• DO THIS:
Return every line of the records that contains the word "fender". Case counts.

• DATASET RECORDS:
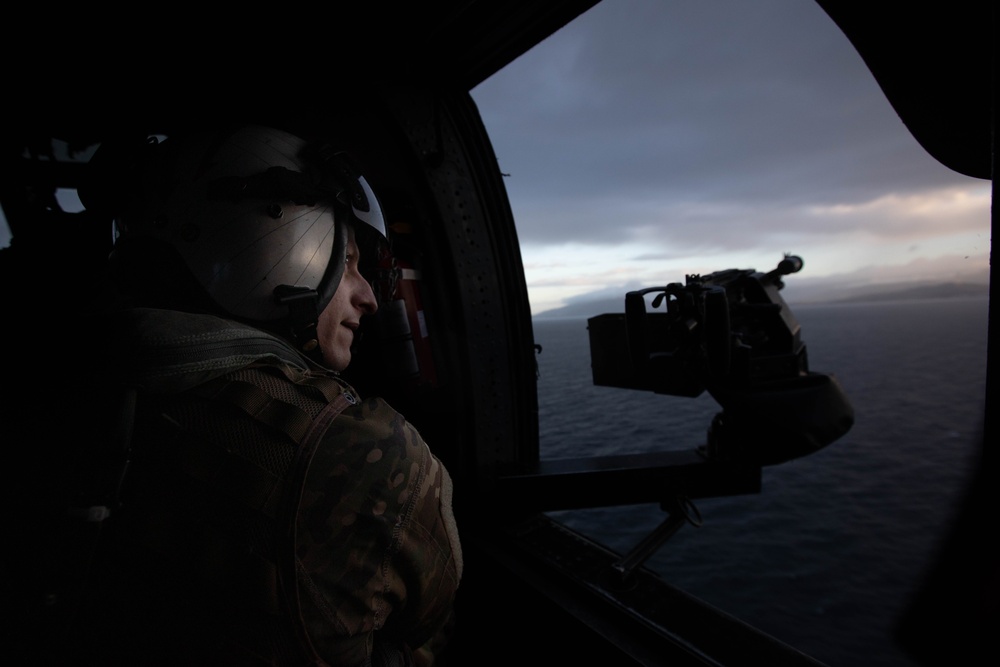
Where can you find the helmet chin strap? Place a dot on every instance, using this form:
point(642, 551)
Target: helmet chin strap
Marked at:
point(305, 303)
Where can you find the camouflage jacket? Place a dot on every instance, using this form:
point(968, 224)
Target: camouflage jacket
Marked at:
point(270, 515)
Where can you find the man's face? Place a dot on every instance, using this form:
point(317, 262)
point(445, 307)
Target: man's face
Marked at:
point(342, 316)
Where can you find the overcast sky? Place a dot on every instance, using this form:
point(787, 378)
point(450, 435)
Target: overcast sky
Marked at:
point(651, 138)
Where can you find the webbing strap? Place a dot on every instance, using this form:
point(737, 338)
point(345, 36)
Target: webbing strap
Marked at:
point(289, 565)
point(262, 406)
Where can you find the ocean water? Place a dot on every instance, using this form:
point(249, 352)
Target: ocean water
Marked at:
point(827, 556)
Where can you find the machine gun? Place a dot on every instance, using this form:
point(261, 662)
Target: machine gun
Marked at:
point(732, 334)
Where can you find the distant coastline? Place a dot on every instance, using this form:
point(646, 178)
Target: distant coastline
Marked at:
point(798, 296)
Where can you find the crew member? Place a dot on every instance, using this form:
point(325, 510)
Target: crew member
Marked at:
point(263, 512)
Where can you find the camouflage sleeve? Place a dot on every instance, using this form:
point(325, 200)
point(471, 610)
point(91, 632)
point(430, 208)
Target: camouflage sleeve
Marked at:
point(377, 547)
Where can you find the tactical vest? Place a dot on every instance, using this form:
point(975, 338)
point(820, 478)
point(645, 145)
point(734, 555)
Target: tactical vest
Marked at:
point(198, 564)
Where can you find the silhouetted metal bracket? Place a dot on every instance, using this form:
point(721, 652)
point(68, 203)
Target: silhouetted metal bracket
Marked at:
point(629, 479)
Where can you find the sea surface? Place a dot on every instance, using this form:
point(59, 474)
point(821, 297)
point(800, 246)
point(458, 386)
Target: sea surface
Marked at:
point(827, 556)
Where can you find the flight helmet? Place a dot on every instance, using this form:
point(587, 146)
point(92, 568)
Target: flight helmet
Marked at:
point(258, 217)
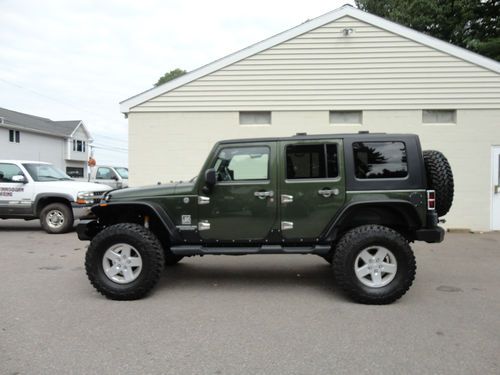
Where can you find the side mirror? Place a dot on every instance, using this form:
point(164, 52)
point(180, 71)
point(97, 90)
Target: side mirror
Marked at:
point(210, 177)
point(19, 178)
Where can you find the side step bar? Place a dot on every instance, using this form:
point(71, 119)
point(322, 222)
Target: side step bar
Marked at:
point(187, 250)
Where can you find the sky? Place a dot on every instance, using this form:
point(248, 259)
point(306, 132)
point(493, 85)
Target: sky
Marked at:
point(77, 59)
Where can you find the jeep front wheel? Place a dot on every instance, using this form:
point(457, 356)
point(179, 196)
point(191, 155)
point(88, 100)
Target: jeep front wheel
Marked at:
point(374, 264)
point(56, 218)
point(124, 261)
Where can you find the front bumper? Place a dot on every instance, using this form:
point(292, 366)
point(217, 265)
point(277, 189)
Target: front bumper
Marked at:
point(81, 211)
point(87, 229)
point(430, 235)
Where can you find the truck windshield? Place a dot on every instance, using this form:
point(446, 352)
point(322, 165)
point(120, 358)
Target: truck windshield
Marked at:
point(45, 172)
point(123, 172)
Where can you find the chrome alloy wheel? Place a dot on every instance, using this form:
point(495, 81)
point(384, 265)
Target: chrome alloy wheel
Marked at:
point(375, 266)
point(122, 263)
point(55, 219)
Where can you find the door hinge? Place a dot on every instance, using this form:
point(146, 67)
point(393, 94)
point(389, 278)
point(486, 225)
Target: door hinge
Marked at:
point(203, 200)
point(203, 225)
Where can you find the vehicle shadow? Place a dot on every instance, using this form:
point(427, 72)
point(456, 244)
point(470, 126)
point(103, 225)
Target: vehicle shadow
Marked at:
point(206, 277)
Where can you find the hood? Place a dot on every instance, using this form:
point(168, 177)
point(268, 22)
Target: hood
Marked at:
point(73, 185)
point(178, 188)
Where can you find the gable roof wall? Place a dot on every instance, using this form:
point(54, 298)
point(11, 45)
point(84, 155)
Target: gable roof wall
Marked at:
point(23, 121)
point(316, 53)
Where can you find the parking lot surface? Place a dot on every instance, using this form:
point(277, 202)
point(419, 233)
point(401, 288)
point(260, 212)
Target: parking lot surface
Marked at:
point(266, 314)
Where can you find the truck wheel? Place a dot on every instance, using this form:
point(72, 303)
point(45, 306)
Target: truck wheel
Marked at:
point(440, 179)
point(124, 261)
point(374, 264)
point(56, 218)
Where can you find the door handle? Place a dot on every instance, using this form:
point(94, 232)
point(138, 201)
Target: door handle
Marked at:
point(264, 194)
point(327, 193)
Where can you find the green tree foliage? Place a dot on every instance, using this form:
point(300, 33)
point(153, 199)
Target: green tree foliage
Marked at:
point(472, 24)
point(173, 74)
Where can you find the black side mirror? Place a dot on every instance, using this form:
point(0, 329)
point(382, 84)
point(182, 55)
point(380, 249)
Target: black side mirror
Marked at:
point(210, 177)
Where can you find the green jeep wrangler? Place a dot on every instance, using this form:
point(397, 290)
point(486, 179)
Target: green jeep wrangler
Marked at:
point(357, 200)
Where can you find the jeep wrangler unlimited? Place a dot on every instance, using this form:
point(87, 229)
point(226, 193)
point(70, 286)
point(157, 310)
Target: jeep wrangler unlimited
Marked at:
point(357, 200)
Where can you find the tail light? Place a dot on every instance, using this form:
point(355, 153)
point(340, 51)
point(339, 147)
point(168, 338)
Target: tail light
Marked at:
point(431, 200)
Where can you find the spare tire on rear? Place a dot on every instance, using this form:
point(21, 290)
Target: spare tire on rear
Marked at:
point(440, 179)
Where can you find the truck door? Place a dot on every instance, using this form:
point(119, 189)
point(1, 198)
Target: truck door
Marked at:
point(312, 187)
point(16, 198)
point(242, 205)
point(106, 176)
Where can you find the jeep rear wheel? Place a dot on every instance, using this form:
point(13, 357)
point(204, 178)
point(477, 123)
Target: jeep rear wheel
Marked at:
point(56, 218)
point(374, 264)
point(440, 179)
point(124, 261)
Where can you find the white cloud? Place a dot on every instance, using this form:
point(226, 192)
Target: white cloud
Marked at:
point(77, 59)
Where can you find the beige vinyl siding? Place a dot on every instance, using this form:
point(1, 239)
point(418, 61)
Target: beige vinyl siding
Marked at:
point(370, 69)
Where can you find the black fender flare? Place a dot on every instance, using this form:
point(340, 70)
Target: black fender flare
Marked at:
point(402, 207)
point(150, 208)
point(39, 197)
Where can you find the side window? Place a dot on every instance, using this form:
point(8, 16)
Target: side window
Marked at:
point(7, 171)
point(312, 161)
point(104, 173)
point(374, 160)
point(245, 163)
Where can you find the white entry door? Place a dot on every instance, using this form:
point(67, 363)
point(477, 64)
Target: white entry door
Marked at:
point(495, 173)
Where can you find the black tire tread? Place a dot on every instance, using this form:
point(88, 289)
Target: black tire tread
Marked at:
point(440, 179)
point(68, 217)
point(152, 245)
point(357, 236)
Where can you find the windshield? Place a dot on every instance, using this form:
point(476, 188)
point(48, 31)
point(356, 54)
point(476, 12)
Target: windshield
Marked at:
point(123, 172)
point(45, 172)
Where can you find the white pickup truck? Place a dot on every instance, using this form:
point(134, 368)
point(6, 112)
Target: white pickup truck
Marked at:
point(36, 190)
point(116, 177)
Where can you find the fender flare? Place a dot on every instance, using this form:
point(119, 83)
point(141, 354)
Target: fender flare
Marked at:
point(148, 207)
point(39, 197)
point(402, 207)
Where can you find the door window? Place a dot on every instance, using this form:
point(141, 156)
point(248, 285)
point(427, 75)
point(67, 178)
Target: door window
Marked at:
point(374, 160)
point(311, 161)
point(104, 173)
point(242, 164)
point(7, 171)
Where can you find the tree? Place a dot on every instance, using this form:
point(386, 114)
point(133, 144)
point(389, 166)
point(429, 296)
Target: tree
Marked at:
point(472, 24)
point(173, 74)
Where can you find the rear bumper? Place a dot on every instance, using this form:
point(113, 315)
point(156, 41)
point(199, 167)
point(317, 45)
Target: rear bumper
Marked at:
point(87, 229)
point(430, 235)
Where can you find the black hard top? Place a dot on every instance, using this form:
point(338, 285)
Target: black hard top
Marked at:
point(307, 137)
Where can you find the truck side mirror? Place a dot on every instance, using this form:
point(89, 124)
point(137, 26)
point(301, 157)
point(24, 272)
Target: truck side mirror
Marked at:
point(210, 180)
point(210, 177)
point(19, 178)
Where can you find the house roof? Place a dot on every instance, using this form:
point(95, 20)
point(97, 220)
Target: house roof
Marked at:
point(346, 10)
point(38, 124)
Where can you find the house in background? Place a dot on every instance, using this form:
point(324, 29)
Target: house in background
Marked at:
point(342, 72)
point(65, 144)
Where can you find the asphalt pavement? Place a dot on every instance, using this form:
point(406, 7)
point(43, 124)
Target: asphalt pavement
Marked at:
point(255, 314)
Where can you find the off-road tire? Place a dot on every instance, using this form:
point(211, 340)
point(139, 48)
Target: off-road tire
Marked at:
point(172, 259)
point(149, 248)
point(61, 209)
point(440, 179)
point(353, 243)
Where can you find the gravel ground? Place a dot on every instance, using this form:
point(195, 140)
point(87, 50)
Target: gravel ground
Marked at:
point(265, 314)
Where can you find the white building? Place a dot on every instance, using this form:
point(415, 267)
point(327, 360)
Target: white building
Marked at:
point(65, 144)
point(344, 71)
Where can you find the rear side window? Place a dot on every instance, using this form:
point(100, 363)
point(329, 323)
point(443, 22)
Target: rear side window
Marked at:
point(375, 160)
point(311, 161)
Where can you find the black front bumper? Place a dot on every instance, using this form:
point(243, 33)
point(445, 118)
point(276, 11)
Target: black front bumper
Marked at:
point(87, 229)
point(430, 235)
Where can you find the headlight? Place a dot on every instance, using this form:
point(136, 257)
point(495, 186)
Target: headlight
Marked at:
point(88, 197)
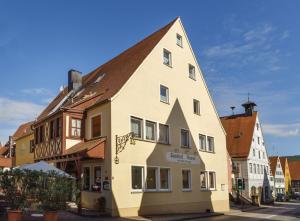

• SOLUTION:
Where can you find the black fender flare? Place a dot on every instance, using this form:
Target: black fender flare
Where can you find the fender flare? Place a dot on every instance, using this form:
Target: fender flare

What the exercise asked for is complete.